__SELECTED EXTRACT__.
**********

If you searched for AGRA scholarships and fellowships, you have probably landed on a dozen sites promising a fully funded degree from the Alliance for a Green Revolution in Africa.
Some even list deadlines, award amounts and eligibility criteria for an AGRA scholarship for African students. However, most of that content is not accurate, and it can send you chasing a deadline that was never real.
So, this guide sets the record straight. We checked AGRA’s own website directly, looked at what it actually funds, and pulled together the genuine routes that agriculture focused African students and professionals can apply for right now.
No guesswork, no recycled listings.
What AGRA Actually Is
AGRA stands for the Alliance for a Green Revolution in Africa. It is an African led organisation that started in 2006, with early backing from the Rockefeller Foundation and the Bill and Melinda Gates Foundation.
Its headquarters sits in Nairobi, Kenya, and it also runs offices across the continent.
In short, AGRA’s job is to help smallholder farmers grow more food and earn more money.
It does this through grants, seed system development, policy support and market access work, not through handing out individual student scholarships.
That distinction matters a lot if you are looking for funding to study.
Does AGRA Offer Scholarships to Students?
Here is the honest answer: no, not in the way most search results suggest.
For instance, AGRA’s own Opportunities page lists just three things:
- Procurement notices
- Job vacancies
- Requests for concept notes (a call for organisations to propose projects, not for individual students to apply for study funding)
In other words, there is no standing AGRA Scholarships application form, no annual scholarship deadline, and no list of participating universities that hand out AGRA funded degrees.

**********

__DATA BLOCK__.
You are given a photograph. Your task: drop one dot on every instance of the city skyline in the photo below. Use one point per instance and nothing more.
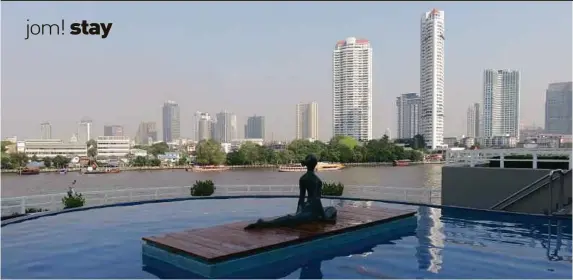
(261, 82)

**********

__PROBLEMS__.
- A) In the guide about AGRA scholarships, in which city is AGRA's headquarters?
- B) Continue the guide about AGRA scholarships from its last sentence.

__THE ANSWERS__.
- A) Nairobi, Kenya.

- B)
Searching for an AGRA fellowship programme leads to the same result: nothing aimed at individual applicants outside of CALA, which we cover below.
If a website tells you otherwise and asks for a fee, treat that as a warning sign rather than an opportunity.
Where Does the Confusion Come From?
A handful of scholarship aggregator blogs picked up the phrase AGRA scholarships years ago, possibly from AGRA funded research grants to universities or partner organisations, and then copied and reworded it across dozens of sites ever since.
None of them link back to an official AGRA page, because there is not one to link to. As a result, the phrase keeps circulating even though the programme behind it never existed.
What AGRA Does Offer: The Centre for African Leaders in Agriculture (CALA)
The closest thing AGRA runs to a fellowship is the Centre for African Leaders in Agriculture, known as CALA. It is worth understanding properly, because it is a genuine and well funded programme, just not a student scholarship.
CALA’s flagship offering is the Advanced Leadership Programme, a 16 month leadership journey for people who already work in African agriculture.
It does not accept school leavers or students looking to start a degree. Instead, it targets:
- Government officials responsible for national agriculture programmes
- Private sector leaders in agribusiness
- Civil society and NGO staff working on food security
Participants join from eight focus countries: Ethiopia, Ghana, Kenya, Malawi, Nigeria, Rwanda, Tanzania and Uganda. Selection is competitive, since the third cohort drew applications from over 4,000 people for around 40 to 80 places.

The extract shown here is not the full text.